What to do: Write out the passage of the Tressie Shaffer article from "Shaffer was sentenced" to "disputes those facts.", word for word.

Tressie Shaffer: Does this mother deserve to be in prison?
Tressie Shaffer, a 31-year-old mother of four, is currently serving an eighteen-month prison sentence in Oklahoma for permitting child abuse. But does she deserve to be behind bars?
On December 28, 2016, Shaffer woke up and made a bottle for her six-month-old daughter Zaylei, who was born with a disability. After tucking Zaylei back into bed, she then departed for her morning shift at Wendy’s. She left Zaylei, along with her three other children, in the care of her boyfriend and the baby’s father, Jason Scott, who was unemployed.
Shortly after arriving at work, Shaffer received devastating news from her manager: Zaylei had suffered life-threatening injuries and stopped breathing. She would go on to survive the incident, but Zaylei was left with severe long-lasting injuries. Investigators concluded those injuries were the result of Zaylei being violently shaken by Scott.
Shaffer and Scott were subsequently arrested by Tulsa Police on January 24. Scott was charged with child abuse by injury, and Shaffer was charged with permitting child abuse. A Tulsa jury found Shaffer guilty and sentenced her to 18 months in prison, which she is currently serving. Scott is awaiting trial and faces up to life in prison.
Shaffer was sentenced under Oklahoma’s “failure to protect” law, one of the strictest in the nation. The law allows for the prosecution of a parent who “knows or reasonably should know that the child will be placed at risk of abuse.” Prosecutors allege that Shaffer knew that Zaylei was injured even before the incident but left her in the care of Scott anyway (Shaffer admitted to police that she noticed a bruise on Zaylei’s face the day before the incident). Shaffer disputes those facts.
“I never, ever could imagine him hurting our daughter,” she says. “As a parent, even asking other parents, or other mothers for that matter, would you leave your child alone with their father?” And most of them are like, “Yeah, why not?”
Meanwhile, according to court documents, Scott admitted to shaking his daughter out of frustration. But he has pleaded not guilty to the crime. In a 9-1-1 call recorded directly following the alleged incident, an emotional Scott can be heard describing the details of what happened to a dispatcher.

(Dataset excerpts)
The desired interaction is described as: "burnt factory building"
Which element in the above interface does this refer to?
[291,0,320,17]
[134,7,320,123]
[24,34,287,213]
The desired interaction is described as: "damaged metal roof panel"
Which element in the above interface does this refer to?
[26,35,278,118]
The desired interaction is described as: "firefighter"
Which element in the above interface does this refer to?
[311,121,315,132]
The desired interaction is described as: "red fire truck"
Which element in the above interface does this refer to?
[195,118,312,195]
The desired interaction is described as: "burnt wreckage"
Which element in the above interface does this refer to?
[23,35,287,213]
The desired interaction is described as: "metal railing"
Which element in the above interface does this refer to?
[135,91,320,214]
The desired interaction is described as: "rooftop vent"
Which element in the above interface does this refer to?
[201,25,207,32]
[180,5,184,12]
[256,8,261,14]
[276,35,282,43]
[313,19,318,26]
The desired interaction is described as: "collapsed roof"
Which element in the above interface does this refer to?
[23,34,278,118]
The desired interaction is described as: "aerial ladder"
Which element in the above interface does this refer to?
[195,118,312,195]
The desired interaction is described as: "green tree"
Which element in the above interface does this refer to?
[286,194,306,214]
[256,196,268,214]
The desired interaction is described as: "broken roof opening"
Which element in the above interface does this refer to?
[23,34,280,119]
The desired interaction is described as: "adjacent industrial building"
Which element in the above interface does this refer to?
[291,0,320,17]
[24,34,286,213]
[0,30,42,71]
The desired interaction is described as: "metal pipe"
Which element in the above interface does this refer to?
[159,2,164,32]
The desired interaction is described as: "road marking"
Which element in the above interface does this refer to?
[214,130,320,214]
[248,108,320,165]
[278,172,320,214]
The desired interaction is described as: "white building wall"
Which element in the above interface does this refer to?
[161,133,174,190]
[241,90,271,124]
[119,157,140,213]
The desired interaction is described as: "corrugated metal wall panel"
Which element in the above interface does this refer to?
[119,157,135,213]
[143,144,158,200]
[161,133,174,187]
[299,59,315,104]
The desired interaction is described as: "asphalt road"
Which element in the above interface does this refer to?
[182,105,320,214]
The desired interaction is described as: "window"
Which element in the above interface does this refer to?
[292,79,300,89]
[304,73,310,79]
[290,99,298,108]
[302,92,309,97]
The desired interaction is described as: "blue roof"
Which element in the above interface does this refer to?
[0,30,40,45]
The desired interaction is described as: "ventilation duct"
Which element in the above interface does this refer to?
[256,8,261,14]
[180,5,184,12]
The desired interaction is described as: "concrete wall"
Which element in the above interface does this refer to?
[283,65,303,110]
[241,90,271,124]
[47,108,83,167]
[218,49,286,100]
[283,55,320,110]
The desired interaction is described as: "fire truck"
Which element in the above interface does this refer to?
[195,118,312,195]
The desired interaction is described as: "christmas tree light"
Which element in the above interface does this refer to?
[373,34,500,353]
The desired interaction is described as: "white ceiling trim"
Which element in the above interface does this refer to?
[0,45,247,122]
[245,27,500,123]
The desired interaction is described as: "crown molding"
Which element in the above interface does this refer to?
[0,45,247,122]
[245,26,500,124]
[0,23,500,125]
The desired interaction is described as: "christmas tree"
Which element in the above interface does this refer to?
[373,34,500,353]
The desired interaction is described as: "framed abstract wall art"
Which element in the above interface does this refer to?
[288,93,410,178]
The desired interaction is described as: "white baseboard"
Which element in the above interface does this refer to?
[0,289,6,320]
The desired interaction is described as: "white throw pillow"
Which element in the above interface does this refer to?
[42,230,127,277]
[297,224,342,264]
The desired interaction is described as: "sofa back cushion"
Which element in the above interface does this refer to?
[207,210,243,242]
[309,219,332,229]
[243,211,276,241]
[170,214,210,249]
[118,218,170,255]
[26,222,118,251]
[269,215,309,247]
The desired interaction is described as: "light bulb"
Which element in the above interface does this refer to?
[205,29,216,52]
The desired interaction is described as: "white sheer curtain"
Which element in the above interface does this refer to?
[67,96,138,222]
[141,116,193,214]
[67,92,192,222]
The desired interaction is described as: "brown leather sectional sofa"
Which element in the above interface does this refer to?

Response below:
Shaffer was sentenced under Oklahoma’s “failure to protect” law, one of the strictest in the nation. The law allows for the prosecution of a parent who “knows or reasonably should know that the child will be placed at risk of abuse.” Prosecutors allege that Shaffer knew that Zaylei was injured even before the incident but left her in the care of Scott anyway (Shaffer admitted to police that she noticed a bruise on Zaylei’s face the day before the incident). Shaffer disputes those facts.